### DIRECTIONS
Reproduce each of the entries below word for word, keeping every line intact.

>> begin GIVEN DATA

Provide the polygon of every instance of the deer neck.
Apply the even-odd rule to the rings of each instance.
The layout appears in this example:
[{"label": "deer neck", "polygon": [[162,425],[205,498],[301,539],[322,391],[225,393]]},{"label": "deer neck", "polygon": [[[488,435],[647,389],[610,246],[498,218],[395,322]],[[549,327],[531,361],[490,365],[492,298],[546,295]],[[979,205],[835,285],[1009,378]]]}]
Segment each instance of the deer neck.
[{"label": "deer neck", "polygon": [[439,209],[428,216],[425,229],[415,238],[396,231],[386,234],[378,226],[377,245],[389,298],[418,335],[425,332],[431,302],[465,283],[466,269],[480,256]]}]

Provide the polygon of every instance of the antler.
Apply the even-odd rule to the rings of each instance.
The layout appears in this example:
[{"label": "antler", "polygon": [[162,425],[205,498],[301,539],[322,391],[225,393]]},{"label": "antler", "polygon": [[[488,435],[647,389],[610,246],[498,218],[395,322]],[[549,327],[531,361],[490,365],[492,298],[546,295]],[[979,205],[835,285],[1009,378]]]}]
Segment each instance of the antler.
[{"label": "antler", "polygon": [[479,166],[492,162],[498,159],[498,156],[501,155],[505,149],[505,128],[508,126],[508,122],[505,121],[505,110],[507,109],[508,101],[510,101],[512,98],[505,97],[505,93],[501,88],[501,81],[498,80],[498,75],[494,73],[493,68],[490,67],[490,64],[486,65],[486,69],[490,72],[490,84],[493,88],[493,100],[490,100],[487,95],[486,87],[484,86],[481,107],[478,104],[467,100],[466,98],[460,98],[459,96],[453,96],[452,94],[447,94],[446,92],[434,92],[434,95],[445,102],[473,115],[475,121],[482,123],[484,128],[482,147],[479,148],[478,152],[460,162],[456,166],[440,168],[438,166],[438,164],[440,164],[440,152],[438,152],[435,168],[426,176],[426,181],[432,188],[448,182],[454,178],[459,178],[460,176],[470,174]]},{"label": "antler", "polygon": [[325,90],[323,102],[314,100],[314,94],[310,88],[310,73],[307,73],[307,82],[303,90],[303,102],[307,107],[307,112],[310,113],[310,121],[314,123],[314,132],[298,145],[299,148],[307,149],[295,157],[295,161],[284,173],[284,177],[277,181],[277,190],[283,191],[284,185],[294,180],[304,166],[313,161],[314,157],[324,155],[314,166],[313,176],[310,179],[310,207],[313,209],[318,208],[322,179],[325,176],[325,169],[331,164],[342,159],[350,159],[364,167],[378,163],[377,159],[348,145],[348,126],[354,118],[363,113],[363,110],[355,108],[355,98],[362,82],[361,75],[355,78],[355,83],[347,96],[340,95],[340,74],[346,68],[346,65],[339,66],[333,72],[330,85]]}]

>> end GIVEN DATA

### RESULT OF THIS TASK
Provide the polygon of every instance of the deer neck.
Apply the even-odd rule to the rings of each instance.
The layout appears in this example:
[{"label": "deer neck", "polygon": [[162,425],[205,498],[301,539],[322,391],[225,393]]},{"label": "deer neck", "polygon": [[[488,435],[647,389],[610,246],[498,218],[395,322]],[[549,327],[531,361],[490,365],[492,298],[546,295]],[[979,205],[835,285],[1009,378]]]}]
Segment each instance of the deer neck.
[{"label": "deer neck", "polygon": [[439,209],[428,216],[425,229],[415,238],[396,231],[386,234],[378,226],[377,245],[389,298],[418,335],[425,332],[431,302],[465,283],[466,269],[480,256]]}]

Provide the polygon of every instance of the antler.
Apply the even-odd rule to the rings of each instance.
The layout appears in this example:
[{"label": "antler", "polygon": [[162,425],[205,498],[301,539],[322,391],[225,393]]},{"label": "antler", "polygon": [[[488,435],[647,389],[610,246],[498,218],[395,322]],[[549,327],[531,361],[490,365],[492,298],[546,295]],[[979,205],[835,285],[1009,378]]]}]
Segment each instance of the antler.
[{"label": "antler", "polygon": [[479,166],[492,162],[498,159],[498,156],[501,155],[505,149],[505,128],[508,126],[508,122],[505,121],[505,110],[507,109],[508,101],[510,101],[512,98],[505,97],[505,93],[501,88],[501,81],[498,80],[498,75],[494,73],[493,68],[490,67],[490,64],[486,65],[486,69],[490,72],[490,84],[493,88],[493,100],[490,100],[487,95],[486,87],[484,86],[481,107],[478,104],[467,100],[466,98],[460,98],[459,96],[453,96],[452,94],[447,94],[446,92],[434,92],[434,95],[445,102],[473,115],[475,121],[482,123],[484,128],[482,147],[479,148],[478,152],[460,162],[456,166],[440,168],[438,166],[438,164],[440,164],[440,152],[438,152],[435,168],[426,176],[426,181],[432,188],[448,182],[454,178],[459,178],[460,176],[470,174]]},{"label": "antler", "polygon": [[325,90],[323,102],[314,100],[314,94],[310,88],[310,73],[307,73],[307,82],[303,90],[303,102],[307,107],[307,112],[310,113],[310,121],[314,123],[314,132],[298,145],[299,148],[307,149],[295,157],[295,161],[284,173],[284,177],[277,181],[277,190],[283,191],[284,185],[294,180],[304,166],[313,161],[314,157],[324,155],[314,166],[313,176],[310,179],[310,207],[313,209],[318,208],[322,179],[325,176],[325,169],[331,164],[342,159],[350,159],[364,167],[378,163],[377,159],[348,145],[348,126],[354,118],[363,113],[363,110],[355,108],[355,98],[362,82],[361,75],[355,78],[355,83],[347,96],[340,95],[340,74],[346,68],[346,65],[339,66],[333,72],[330,85]]}]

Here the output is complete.